━━ ENTRIES PROVIDED ━━
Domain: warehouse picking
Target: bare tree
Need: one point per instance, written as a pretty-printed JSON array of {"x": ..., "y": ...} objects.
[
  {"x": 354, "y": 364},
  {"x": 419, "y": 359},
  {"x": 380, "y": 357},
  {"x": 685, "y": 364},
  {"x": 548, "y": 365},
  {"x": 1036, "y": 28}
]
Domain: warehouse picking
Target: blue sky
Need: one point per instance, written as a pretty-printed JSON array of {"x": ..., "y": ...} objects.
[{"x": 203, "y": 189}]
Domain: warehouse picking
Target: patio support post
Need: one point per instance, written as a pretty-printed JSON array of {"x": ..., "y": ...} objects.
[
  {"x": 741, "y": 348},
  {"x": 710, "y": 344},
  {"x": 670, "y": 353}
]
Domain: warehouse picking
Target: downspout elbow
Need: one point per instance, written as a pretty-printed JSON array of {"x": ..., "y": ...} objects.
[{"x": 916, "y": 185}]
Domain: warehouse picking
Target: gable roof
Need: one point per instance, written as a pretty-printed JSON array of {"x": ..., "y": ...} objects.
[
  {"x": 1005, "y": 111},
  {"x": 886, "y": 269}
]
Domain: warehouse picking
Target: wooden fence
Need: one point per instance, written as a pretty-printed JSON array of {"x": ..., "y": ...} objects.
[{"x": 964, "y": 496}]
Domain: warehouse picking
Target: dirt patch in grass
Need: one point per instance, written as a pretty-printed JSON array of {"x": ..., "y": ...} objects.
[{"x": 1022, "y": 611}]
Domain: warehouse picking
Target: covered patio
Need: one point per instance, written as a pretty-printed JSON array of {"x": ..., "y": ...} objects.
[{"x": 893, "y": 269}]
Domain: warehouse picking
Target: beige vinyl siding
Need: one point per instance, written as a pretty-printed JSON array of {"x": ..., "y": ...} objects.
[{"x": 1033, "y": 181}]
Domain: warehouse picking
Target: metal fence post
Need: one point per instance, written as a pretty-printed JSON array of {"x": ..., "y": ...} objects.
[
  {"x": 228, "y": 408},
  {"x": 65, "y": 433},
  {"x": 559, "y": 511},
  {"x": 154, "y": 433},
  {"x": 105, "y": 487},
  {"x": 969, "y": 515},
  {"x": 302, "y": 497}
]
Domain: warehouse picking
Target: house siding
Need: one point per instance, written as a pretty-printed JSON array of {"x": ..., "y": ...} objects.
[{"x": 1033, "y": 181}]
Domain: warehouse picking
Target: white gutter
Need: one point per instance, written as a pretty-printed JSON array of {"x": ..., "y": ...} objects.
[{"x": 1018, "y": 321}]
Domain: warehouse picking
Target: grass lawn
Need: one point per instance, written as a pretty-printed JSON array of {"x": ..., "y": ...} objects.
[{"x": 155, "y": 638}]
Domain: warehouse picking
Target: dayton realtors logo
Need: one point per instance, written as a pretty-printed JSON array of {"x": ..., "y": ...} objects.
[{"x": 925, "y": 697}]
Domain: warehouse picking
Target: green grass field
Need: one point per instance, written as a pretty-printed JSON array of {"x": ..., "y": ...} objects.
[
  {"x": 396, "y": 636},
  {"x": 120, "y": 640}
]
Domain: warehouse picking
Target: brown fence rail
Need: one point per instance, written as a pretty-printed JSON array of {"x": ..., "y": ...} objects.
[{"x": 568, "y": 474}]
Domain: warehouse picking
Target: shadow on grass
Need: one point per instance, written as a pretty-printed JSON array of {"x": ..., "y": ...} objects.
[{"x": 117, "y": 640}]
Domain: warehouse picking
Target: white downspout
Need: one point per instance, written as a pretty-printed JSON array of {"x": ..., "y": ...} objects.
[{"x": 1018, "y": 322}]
━━━
[WHAT IS REQUIRED] Copy every record exactly, with nothing added or dropped.

[WRITTEN REPLY]
Domain: warehouse picking
Target: bare tree
Need: one point per instance, written as a pretty-printed JSON array of {"x": ..., "y": ...} objects.
[
  {"x": 354, "y": 364},
  {"x": 419, "y": 359},
  {"x": 380, "y": 357},
  {"x": 685, "y": 364},
  {"x": 548, "y": 365},
  {"x": 1036, "y": 28}
]
Domain: warehouse picking
Target: blue sky
Need: one point per instance, written as a pretty-printed JSON array of {"x": ..., "y": ...} objects.
[{"x": 203, "y": 189}]
Domain: warehouse picking
Target: patio support post
Need: one point per instance, written as a pretty-printed JSON array of {"x": ..., "y": ...} objects.
[
  {"x": 741, "y": 348},
  {"x": 710, "y": 344},
  {"x": 670, "y": 353}
]
Domain: warehouse picking
Target: downspout elbow
Need: one point per instance, written as a pretty-printed JSON array of {"x": ..., "y": ...} objects.
[{"x": 916, "y": 185}]
Domain: warehouse picking
Target: gable roof
Need: one point per instance, written as a pretty-printed JSON array of {"x": ..., "y": ...} objects.
[
  {"x": 1005, "y": 111},
  {"x": 886, "y": 269}
]
Domain: warehouse picking
Target: wooden fence
Need: one point per instance, written as a pretty-printed JSON array of {"x": ..., "y": ...} objects.
[{"x": 964, "y": 496}]
Domain: warehouse picking
Target: dirt patch in grass
Need: one point per instance, written as a pretty-printed JSON array of {"x": ..., "y": ...} objects.
[{"x": 1022, "y": 611}]
Domain: warehouse picking
Target: covered patio
Need: one point per instance, written as a pretty-printed JSON array of {"x": ..., "y": ...} objects.
[{"x": 893, "y": 269}]
Domain: warehouse picking
Target: beige vinyl siding
Need: one point per instance, written as a pretty-printed JSON array of {"x": ..., "y": ...} objects.
[{"x": 1033, "y": 181}]
Domain: warehouse picking
Target: metal fence post
Need: one point per instance, written as a pretty-printed JSON array of {"x": ..., "y": ...} objects.
[
  {"x": 228, "y": 408},
  {"x": 65, "y": 433},
  {"x": 559, "y": 511},
  {"x": 154, "y": 433},
  {"x": 105, "y": 487},
  {"x": 969, "y": 515},
  {"x": 302, "y": 497}
]
Domain: warehouse picking
Target: house siding
Need: one point per instance, written as a pretty-printed JSON array of {"x": ..., "y": ...} objects.
[{"x": 1033, "y": 181}]
Domain: warehouse picking
Target: white gutter
Need: one point per instance, written as a pretty-printed JSON array of {"x": ..., "y": ...} objects.
[{"x": 1018, "y": 321}]
Domain: warehouse picking
Target: grass lawn
Need: one point per instance, written as a pretty-printed JSON array of {"x": ..., "y": ...} objects.
[{"x": 155, "y": 638}]
Domain: warehouse picking
Target: dayton realtors logo
Need: one point per instance, written as a pretty-printed JSON array of {"x": ..., "y": ...} objects.
[{"x": 925, "y": 697}]
Domain: warehouse picking
Target: green grass field
Need: one point per instance, written as a pretty-printed JSON array of {"x": ..., "y": ...} objects.
[
  {"x": 396, "y": 636},
  {"x": 120, "y": 640}
]
Domain: warehouse picking
Target: brown fence rail
Need: one point per instance, written as a pretty-printed JSON array of {"x": ..., "y": ...} objects.
[{"x": 568, "y": 474}]
Domain: warehouse picking
Target: shadow on grass
Need: one point per instance, written as a pretty-printed JSON array of {"x": ..., "y": ...} objects.
[{"x": 117, "y": 640}]
Domain: warehouse picking
Target: white downspout
Need: one point per instance, written as a pretty-printed JSON array of {"x": ..., "y": ...} objects.
[{"x": 1018, "y": 322}]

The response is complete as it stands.